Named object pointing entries
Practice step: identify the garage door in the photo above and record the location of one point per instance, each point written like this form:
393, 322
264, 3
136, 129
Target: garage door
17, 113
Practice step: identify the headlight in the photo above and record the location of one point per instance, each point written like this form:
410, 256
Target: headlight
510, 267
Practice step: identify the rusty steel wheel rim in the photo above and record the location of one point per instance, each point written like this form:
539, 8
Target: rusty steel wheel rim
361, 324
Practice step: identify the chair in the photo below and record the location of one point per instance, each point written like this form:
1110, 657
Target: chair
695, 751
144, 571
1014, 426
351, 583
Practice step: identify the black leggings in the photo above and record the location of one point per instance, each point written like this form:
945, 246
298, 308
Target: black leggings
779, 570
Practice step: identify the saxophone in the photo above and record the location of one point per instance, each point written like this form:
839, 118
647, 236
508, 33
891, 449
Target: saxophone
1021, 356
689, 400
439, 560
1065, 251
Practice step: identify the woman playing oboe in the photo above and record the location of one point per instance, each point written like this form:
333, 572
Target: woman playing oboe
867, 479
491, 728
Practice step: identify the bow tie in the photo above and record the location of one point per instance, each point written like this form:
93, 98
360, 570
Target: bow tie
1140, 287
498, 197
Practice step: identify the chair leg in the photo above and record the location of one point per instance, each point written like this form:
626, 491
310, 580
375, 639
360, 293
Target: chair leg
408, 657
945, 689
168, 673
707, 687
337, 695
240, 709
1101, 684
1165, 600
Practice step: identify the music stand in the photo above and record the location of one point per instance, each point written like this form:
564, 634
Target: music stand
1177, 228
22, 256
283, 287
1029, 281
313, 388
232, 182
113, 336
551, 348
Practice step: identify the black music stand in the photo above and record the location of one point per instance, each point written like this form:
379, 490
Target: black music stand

**WHAT YOU NEED TO DO:**
Extract all of the data above without altering anything.

**ANSWER BELOW:**
Practice step: identify the garage door in the photo above and record the location of one point per instance, each point written like this form:
393, 322
264, 3
136, 129
Target: garage door
17, 113
Practice step: identify the headlight in the photo above and record the location of one point per instance, each point written like this form:
410, 256
Target: headlight
510, 267
Practice step: identify the rusty steel wheel rim in the photo above and record the location of one point per instance, each point written like this form:
539, 8
Target: rusty steel wheel rim
361, 324
Practice step: identify the chair in the photo below and record the location of one point per instance, each point written like this form:
1110, 657
Target: chair
695, 751
144, 571
1014, 426
351, 583
Practice step: identify the black leggings in the photo above and record the location of one point per instance, each point written like this form:
945, 246
298, 308
Target: black leggings
779, 570
Practice step: identify the saxophone in the photo above and record the location of one point per instance, each point written like this form:
839, 118
647, 236
508, 33
891, 449
Target: saxophone
1021, 356
689, 400
439, 560
1065, 251
Practice step: identify the woman playing oboe in the photo above and record the location of one point per instance, each point written like this form:
333, 572
Target: woman playing oboe
867, 479
491, 728
Practice step: identify the bow tie in the photo above and record the location of one point per instance, each point written like this form:
93, 98
360, 570
Target: bow tie
1140, 287
498, 197
Practice step: identify the chair leg in the photo above and record the location of one point per instance, each point written like this form:
626, 491
310, 580
375, 639
360, 293
Target: chair leg
408, 657
945, 689
168, 673
707, 687
337, 695
240, 709
1101, 684
1165, 600
Practice step: identify the music stand in the photo above and record the location of one point per instance, each point written like this form:
564, 634
Target: music stand
1177, 228
22, 256
283, 287
1029, 281
313, 388
232, 182
113, 336
551, 348
Practice step: identify the black music stand in the photo above and record the location of one point per instance, each point written like this form:
379, 490
Target: black music stand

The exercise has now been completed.